#### [TASK INSTRUCTIONS]
Skip the pictures. Copy all the rest of the records down exactly.

Pointing dataset records:
··········

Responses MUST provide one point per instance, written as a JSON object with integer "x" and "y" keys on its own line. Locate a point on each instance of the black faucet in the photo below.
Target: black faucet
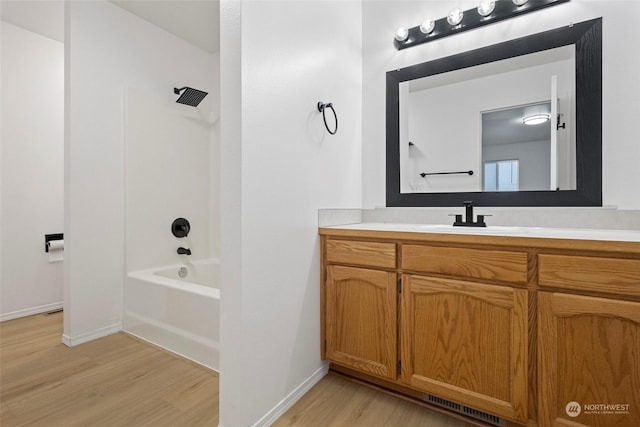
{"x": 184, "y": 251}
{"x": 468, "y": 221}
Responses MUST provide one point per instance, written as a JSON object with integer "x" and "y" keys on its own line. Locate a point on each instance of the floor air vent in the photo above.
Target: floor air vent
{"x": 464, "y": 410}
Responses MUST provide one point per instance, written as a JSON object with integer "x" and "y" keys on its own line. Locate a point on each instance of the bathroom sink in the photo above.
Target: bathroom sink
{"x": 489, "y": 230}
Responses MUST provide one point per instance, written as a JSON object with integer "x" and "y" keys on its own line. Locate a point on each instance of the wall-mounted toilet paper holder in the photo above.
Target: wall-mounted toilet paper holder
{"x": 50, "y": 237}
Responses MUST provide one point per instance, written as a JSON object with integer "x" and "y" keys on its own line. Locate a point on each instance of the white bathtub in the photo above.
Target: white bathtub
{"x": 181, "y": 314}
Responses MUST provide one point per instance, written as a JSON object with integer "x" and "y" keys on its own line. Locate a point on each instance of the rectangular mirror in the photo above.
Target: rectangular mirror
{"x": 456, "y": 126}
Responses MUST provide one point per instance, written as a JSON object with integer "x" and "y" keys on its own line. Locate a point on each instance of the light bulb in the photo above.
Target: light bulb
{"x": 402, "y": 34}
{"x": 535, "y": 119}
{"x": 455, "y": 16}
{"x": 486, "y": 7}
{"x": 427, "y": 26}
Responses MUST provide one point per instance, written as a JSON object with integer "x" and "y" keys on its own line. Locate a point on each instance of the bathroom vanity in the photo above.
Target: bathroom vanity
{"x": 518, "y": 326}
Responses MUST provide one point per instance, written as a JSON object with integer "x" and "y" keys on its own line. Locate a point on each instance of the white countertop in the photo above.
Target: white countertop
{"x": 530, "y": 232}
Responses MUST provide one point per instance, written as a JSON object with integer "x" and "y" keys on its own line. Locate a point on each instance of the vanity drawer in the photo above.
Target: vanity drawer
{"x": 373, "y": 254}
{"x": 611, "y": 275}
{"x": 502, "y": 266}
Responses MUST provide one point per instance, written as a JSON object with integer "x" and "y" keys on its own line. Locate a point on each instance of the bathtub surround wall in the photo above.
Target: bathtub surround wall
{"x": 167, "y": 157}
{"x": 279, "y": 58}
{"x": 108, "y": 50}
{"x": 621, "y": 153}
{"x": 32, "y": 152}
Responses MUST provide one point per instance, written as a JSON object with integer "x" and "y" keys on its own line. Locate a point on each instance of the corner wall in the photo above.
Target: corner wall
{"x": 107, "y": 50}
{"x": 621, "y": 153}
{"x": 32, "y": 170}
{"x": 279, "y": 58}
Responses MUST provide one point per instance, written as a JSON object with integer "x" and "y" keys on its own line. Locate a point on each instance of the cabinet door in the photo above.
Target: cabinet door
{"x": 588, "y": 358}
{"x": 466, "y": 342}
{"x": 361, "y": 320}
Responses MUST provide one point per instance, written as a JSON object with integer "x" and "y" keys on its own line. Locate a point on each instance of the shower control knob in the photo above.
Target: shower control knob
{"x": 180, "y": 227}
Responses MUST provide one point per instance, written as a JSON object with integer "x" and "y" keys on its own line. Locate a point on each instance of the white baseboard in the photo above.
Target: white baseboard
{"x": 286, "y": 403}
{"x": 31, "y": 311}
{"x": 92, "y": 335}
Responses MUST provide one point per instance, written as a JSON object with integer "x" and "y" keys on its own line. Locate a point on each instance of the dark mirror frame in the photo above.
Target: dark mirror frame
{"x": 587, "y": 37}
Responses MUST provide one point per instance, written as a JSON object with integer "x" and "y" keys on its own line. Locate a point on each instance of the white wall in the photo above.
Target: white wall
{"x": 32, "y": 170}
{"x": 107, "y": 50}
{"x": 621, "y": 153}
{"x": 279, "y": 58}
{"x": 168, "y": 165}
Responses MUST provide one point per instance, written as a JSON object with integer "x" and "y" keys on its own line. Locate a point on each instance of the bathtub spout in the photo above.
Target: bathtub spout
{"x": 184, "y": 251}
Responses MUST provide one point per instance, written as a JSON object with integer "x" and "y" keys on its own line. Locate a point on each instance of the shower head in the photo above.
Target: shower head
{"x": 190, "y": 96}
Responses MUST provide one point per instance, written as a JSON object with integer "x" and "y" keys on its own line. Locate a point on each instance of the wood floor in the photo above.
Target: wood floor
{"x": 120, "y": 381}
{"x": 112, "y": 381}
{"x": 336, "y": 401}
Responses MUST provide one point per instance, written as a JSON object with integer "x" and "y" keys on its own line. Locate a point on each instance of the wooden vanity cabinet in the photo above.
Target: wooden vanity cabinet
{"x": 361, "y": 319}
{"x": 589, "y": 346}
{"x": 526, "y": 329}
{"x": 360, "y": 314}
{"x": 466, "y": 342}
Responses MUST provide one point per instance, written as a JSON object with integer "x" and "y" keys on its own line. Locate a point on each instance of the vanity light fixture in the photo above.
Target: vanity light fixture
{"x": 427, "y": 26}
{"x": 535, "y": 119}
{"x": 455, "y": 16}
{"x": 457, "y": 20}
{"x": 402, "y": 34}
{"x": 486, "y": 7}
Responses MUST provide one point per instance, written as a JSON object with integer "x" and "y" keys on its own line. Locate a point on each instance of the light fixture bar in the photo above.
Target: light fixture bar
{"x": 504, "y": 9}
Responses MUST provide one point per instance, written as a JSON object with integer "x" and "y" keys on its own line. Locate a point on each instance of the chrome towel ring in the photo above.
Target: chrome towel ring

··········

#### [THE ANSWER]
Responses MUST provide one point per instance, written as a JSON object with integer "x" and "y" keys on its own line. Locate a point on each instance of the black faucet in the photo below.
Target: black faucet
{"x": 184, "y": 251}
{"x": 468, "y": 221}
Responses MUST provide one point per instance, written as a JSON object with integer "x" and "y" keys on its own line. Locate a point on each instance of the floor air vent in the photo above.
Target: floor air vent
{"x": 464, "y": 410}
Responses MUST provide one point per instance, written as a JSON object with integer "x" and "y" keys on its own line. Locate a point on each instance of the bathroom sink in the photo above.
Target: bathroom sink
{"x": 489, "y": 230}
Responses MUST provide one point per instance, written as a JSON object with integer "x" and "y" keys on its own line. Locate a point on each instance of the wall-mounted toilet paper holder in the photo above.
Target: wall-mounted toilet paper holder
{"x": 50, "y": 237}
Responses MUST provide one point per instance, written as a JSON object with integer "x" and "y" keys on its own line. Locate a point on each instance of the white bathtub in the photo above.
Target: white bathtub
{"x": 181, "y": 314}
Responses MUST provide one point per instance, written as a JSON object with integer "x" and "y" keys on its own line. Locate a point on each instance of the rectangular mirror in the photo above.
Target: rectangular mirror
{"x": 456, "y": 126}
Responses MUST provide one point per instance, written as a JSON object with integer "x" and "y" keys on its own line. Locate a point on each instance of the light bulb in the photo above.
Target: light bulb
{"x": 402, "y": 34}
{"x": 535, "y": 119}
{"x": 455, "y": 16}
{"x": 486, "y": 7}
{"x": 427, "y": 26}
Responses MUST provide one point per instance, written as a JSON object with integer "x" and "y" keys on its own line. Locate a point on each instance of the bathroom vanity in the photo above.
Target: bathroom vanity
{"x": 518, "y": 326}
Responses MUST provide one point per instance, written as a JSON object with integer "x" and "y" keys on its own line. Locate a point on each instance of the white countertop in the photo above.
Target: white countertop
{"x": 530, "y": 232}
Responses MUST provide one point per instance, written as a JSON object with integer "x" and "y" keys on its own line. Locate a point on each instance of the vanity drawer in the photo above.
Target: vanity drawer
{"x": 373, "y": 254}
{"x": 611, "y": 275}
{"x": 502, "y": 266}
Responses MUST provide one point per instance, written as a JSON object with integer "x" and "y" keys on its own line. Locate a point on each instance of the bathtub surround wall in the photo above.
Target: bathtub surround wall
{"x": 167, "y": 157}
{"x": 279, "y": 58}
{"x": 108, "y": 50}
{"x": 621, "y": 153}
{"x": 32, "y": 152}
Responses MUST provide one point per instance, written as a JSON object with integer "x" and "y" keys on its own line. Locate a point on each instance of the corner wall in the photo above.
Target: corner wall
{"x": 107, "y": 50}
{"x": 621, "y": 153}
{"x": 32, "y": 170}
{"x": 279, "y": 58}
Responses MUST provide one point per instance, written as a JSON object with integer "x" and "y" keys on its own line. Locate a point on each instance of the cabinet door in the photo above.
Target: cabinet door
{"x": 588, "y": 358}
{"x": 466, "y": 342}
{"x": 361, "y": 320}
Responses MUST provide one point per instance, written as a JSON object with integer "x" and "y" keys on its own line. Locate a point on each instance of the shower control knob in the photo above.
Target: shower control knob
{"x": 180, "y": 227}
Responses MUST provide one point per instance, written as a JSON object with integer "x" and "y" keys on its own line. Locate a point on each instance of the white baseboard in the photo above.
Target: white baseboard
{"x": 286, "y": 403}
{"x": 31, "y": 311}
{"x": 92, "y": 335}
Responses MUST provide one point per instance, written as a JSON object with integer "x" and "y" keys on its own line. Locate a point on each instance of the dark mirror frame in the photo above.
Target: dark mirror frame
{"x": 587, "y": 37}
Responses MUST provide one point per instance, written as a JSON object with integer "x" and "y" keys on its own line. Locate a point on each instance of the white wall in the photo above.
Target: white wall
{"x": 32, "y": 170}
{"x": 107, "y": 50}
{"x": 621, "y": 153}
{"x": 279, "y": 58}
{"x": 168, "y": 165}
Responses MUST provide one point per instance, written as a JSON object with integer "x" and "y" keys on its own line. Locate a point on each instance of the bathtub spout in the photo above.
Target: bathtub spout
{"x": 184, "y": 251}
Responses MUST provide one point per instance, written as a JSON object with integer "x" and "y" keys on its own line. Locate a point on each instance of the shower head in the photo above.
Target: shower head
{"x": 190, "y": 96}
Responses MUST provide one point per instance, written as a JSON object with integer "x" and "y" keys on its own line. Locate a point on each instance of the wood floor in the photo above.
Target: wood floor
{"x": 120, "y": 381}
{"x": 112, "y": 381}
{"x": 336, "y": 401}
Responses MUST provide one point per instance, written as a JSON object with integer "x" and "y" keys on its own line. Locate a point on each instance of the wooden vanity cabinet in the photo above.
Target: wooden vanity cabinet
{"x": 361, "y": 319}
{"x": 589, "y": 346}
{"x": 526, "y": 329}
{"x": 360, "y": 314}
{"x": 466, "y": 342}
Responses MUST provide one point per instance, written as a JSON object with integer "x" and "y" keys on its own line. Locate a point on each instance of the vanity light fixture in the photo above.
Target: vanity light fixture
{"x": 427, "y": 26}
{"x": 535, "y": 119}
{"x": 455, "y": 16}
{"x": 457, "y": 20}
{"x": 402, "y": 34}
{"x": 486, "y": 7}
Responses MUST provide one point per instance, written as a JSON object with integer "x" and "y" keys on its own line. Locate a point on each instance of the light fixture bar in the photo above.
Target: light fixture bar
{"x": 504, "y": 9}
Responses MUST provide one point per instance, written as a JSON object with integer "x" and "y" keys on its own line. Locate a point on each instance of the chrome towel ring in the photo above.
Target: chrome towel ring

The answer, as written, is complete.